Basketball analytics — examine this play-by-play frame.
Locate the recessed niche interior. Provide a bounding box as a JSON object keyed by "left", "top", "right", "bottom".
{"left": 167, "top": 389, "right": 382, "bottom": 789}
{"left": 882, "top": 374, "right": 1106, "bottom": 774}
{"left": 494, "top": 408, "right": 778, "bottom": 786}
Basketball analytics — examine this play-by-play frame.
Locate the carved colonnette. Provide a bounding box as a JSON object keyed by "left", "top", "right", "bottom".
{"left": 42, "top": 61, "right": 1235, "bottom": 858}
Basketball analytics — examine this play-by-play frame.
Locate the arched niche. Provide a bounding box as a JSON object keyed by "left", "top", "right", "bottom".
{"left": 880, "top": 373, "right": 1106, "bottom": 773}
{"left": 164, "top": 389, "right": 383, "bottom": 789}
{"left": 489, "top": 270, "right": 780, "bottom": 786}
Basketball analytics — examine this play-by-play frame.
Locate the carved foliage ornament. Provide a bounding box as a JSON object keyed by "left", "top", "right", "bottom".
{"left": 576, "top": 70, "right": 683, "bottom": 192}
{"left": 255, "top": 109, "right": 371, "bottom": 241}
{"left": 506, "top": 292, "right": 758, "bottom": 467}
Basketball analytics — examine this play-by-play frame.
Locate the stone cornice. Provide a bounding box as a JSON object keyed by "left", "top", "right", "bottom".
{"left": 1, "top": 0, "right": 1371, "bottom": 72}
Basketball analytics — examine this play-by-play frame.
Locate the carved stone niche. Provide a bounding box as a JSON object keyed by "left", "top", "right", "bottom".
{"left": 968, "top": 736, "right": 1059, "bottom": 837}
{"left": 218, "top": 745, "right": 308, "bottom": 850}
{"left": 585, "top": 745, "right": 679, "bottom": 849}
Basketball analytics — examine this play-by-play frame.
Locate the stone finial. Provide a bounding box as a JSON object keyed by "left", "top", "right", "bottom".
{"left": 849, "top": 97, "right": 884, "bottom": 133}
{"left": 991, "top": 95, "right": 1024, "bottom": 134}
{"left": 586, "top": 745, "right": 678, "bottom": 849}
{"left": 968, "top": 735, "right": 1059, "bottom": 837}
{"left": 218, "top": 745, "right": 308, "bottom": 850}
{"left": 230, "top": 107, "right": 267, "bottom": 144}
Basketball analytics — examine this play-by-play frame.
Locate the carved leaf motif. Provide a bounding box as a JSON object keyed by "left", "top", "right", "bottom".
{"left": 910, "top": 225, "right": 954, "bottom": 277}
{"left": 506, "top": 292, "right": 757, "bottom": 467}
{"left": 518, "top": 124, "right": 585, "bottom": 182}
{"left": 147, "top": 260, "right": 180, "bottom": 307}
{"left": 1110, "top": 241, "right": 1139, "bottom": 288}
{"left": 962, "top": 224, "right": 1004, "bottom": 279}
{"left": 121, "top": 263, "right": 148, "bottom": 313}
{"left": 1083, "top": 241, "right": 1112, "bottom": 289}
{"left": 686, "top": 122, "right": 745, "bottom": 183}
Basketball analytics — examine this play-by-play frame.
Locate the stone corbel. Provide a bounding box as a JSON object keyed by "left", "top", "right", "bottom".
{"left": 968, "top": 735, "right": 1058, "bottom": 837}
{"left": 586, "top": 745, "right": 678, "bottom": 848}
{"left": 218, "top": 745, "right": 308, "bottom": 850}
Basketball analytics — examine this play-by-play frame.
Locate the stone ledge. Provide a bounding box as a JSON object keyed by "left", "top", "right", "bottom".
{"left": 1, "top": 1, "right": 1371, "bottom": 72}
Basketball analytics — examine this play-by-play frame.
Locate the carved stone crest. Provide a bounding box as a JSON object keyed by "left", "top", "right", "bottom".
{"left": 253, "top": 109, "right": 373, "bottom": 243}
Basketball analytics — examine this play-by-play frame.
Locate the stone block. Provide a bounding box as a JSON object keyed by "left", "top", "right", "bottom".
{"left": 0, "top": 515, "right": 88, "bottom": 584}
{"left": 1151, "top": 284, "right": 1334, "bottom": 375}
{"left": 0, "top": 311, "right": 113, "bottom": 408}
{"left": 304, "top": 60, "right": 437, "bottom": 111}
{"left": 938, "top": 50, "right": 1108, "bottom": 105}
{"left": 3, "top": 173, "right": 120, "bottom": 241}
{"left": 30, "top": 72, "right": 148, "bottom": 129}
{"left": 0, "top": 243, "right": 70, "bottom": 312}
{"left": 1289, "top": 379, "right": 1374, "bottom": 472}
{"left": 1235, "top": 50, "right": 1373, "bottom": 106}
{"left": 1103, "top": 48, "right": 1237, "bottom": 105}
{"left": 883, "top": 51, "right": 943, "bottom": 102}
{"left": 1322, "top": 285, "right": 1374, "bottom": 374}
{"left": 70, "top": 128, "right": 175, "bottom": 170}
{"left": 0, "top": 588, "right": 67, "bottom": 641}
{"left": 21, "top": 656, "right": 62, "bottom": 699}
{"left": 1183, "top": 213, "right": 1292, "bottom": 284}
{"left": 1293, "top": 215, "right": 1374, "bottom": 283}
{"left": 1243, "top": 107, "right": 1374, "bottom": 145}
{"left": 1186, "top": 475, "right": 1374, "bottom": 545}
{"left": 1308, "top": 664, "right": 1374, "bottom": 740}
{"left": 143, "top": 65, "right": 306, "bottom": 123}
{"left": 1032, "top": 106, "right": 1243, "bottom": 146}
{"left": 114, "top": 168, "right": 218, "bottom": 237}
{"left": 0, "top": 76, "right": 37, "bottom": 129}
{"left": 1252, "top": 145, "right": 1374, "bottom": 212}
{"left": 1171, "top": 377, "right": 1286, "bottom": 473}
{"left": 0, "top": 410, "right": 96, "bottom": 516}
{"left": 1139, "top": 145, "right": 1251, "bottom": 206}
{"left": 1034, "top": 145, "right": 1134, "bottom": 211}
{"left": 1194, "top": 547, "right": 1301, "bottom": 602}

━━━━━━━━

INSTRUCTIONS TO FOLLOW:
Word for word, transcribe all of the entries shown above.

WRITTEN REPLY:
Basketball analytics — examine this play-by-play frame.
Locate the recessed niche interior. Provide a bounding box as a JSON object keyed by "left", "top", "right", "bottom".
{"left": 167, "top": 389, "right": 382, "bottom": 789}
{"left": 882, "top": 374, "right": 1106, "bottom": 774}
{"left": 494, "top": 408, "right": 778, "bottom": 786}
Basketball analytics — examine this play-by-play frame.
Locate the carved colonnette. Provide a bounding box as a JSON object keyed by "left", "top", "right", "bottom".
{"left": 42, "top": 61, "right": 1235, "bottom": 858}
Basketball analytics — examine this play-by-play frame.
Locate the arched niche. Provide a bounding box as a JSON object keyed by "left", "top", "right", "bottom".
{"left": 880, "top": 373, "right": 1106, "bottom": 773}
{"left": 164, "top": 389, "right": 383, "bottom": 789}
{"left": 489, "top": 270, "right": 780, "bottom": 786}
Basketball analytics — examine this play-by-play frame.
Locate the carved foliage ornament. Provide a bounding box as a JSON object keyed by "left", "top", "right", "bottom".
{"left": 576, "top": 70, "right": 683, "bottom": 192}
{"left": 255, "top": 109, "right": 371, "bottom": 241}
{"left": 506, "top": 292, "right": 758, "bottom": 467}
Basketball analytics — examine this play-by-play frame.
Locate the stone cornice. Provide a bounding box as a JSON object keyed by "left", "top", "right", "bottom".
{"left": 1, "top": 0, "right": 1371, "bottom": 72}
Basketball analytics — examine this play-by-play frame.
Locate the carved stone niche. Provide a bounding box as a JSON object keyed by "left", "top", "right", "bottom".
{"left": 968, "top": 736, "right": 1059, "bottom": 837}
{"left": 218, "top": 745, "right": 308, "bottom": 850}
{"left": 585, "top": 745, "right": 679, "bottom": 849}
Basketball analytics — examine this play-by-play frame.
Locate the stone finial. Provide a bounding box as a JSON object keyed by "left", "top", "right", "bottom".
{"left": 849, "top": 97, "right": 884, "bottom": 133}
{"left": 991, "top": 95, "right": 1024, "bottom": 134}
{"left": 586, "top": 745, "right": 678, "bottom": 849}
{"left": 968, "top": 735, "right": 1059, "bottom": 837}
{"left": 218, "top": 745, "right": 308, "bottom": 850}
{"left": 230, "top": 107, "right": 267, "bottom": 144}
Basketball analytics — examine this play-by-play frame.
Locate the carved leaf motif. Provide a bounding box as a JSON object keyed by "left", "top", "right", "bottom".
{"left": 910, "top": 225, "right": 954, "bottom": 277}
{"left": 506, "top": 292, "right": 757, "bottom": 467}
{"left": 518, "top": 124, "right": 585, "bottom": 182}
{"left": 147, "top": 260, "right": 180, "bottom": 307}
{"left": 1110, "top": 241, "right": 1139, "bottom": 288}
{"left": 962, "top": 224, "right": 1004, "bottom": 279}
{"left": 121, "top": 263, "right": 148, "bottom": 313}
{"left": 1083, "top": 241, "right": 1112, "bottom": 289}
{"left": 686, "top": 122, "right": 745, "bottom": 183}
Basketball analytics — examine this play-by-play frame.
Locate the stone corbel. Provide a bounding box as a JSON object keyed by "left", "top", "right", "bottom".
{"left": 968, "top": 735, "right": 1058, "bottom": 837}
{"left": 586, "top": 745, "right": 678, "bottom": 848}
{"left": 218, "top": 745, "right": 308, "bottom": 850}
Basketball analytics — examine this play-by-play frame.
Locate the stone ledge. Provide a bounding box as a JSON object keyed by "left", "top", "right", "bottom".
{"left": 1, "top": 1, "right": 1371, "bottom": 72}
Basketball analytics — examine this play-by-play frame.
Locate the carved stone crest. Provide a bounding box as a JSON object keyed by "left", "top", "right", "bottom".
{"left": 253, "top": 109, "right": 373, "bottom": 243}
Basketball analytics — examine this play-by-play frame.
Locate the stone block. Provide a bounding box as a JSON object keyed by "left", "top", "right", "bottom".
{"left": 0, "top": 515, "right": 88, "bottom": 584}
{"left": 1151, "top": 284, "right": 1334, "bottom": 375}
{"left": 0, "top": 311, "right": 113, "bottom": 408}
{"left": 304, "top": 60, "right": 437, "bottom": 111}
{"left": 938, "top": 50, "right": 1108, "bottom": 105}
{"left": 3, "top": 173, "right": 120, "bottom": 241}
{"left": 30, "top": 72, "right": 148, "bottom": 129}
{"left": 0, "top": 243, "right": 70, "bottom": 312}
{"left": 1289, "top": 379, "right": 1374, "bottom": 472}
{"left": 1235, "top": 50, "right": 1373, "bottom": 106}
{"left": 1103, "top": 48, "right": 1237, "bottom": 105}
{"left": 883, "top": 51, "right": 943, "bottom": 102}
{"left": 1322, "top": 285, "right": 1374, "bottom": 374}
{"left": 70, "top": 128, "right": 175, "bottom": 170}
{"left": 0, "top": 588, "right": 67, "bottom": 641}
{"left": 21, "top": 656, "right": 62, "bottom": 699}
{"left": 1183, "top": 213, "right": 1292, "bottom": 284}
{"left": 1293, "top": 215, "right": 1374, "bottom": 283}
{"left": 1243, "top": 107, "right": 1374, "bottom": 145}
{"left": 1186, "top": 475, "right": 1374, "bottom": 545}
{"left": 1308, "top": 664, "right": 1374, "bottom": 740}
{"left": 143, "top": 65, "right": 306, "bottom": 123}
{"left": 1032, "top": 106, "right": 1243, "bottom": 146}
{"left": 114, "top": 168, "right": 218, "bottom": 237}
{"left": 0, "top": 76, "right": 37, "bottom": 129}
{"left": 1252, "top": 145, "right": 1374, "bottom": 212}
{"left": 1171, "top": 377, "right": 1286, "bottom": 473}
{"left": 0, "top": 410, "right": 96, "bottom": 516}
{"left": 1139, "top": 145, "right": 1251, "bottom": 206}
{"left": 1034, "top": 145, "right": 1134, "bottom": 211}
{"left": 1194, "top": 547, "right": 1301, "bottom": 602}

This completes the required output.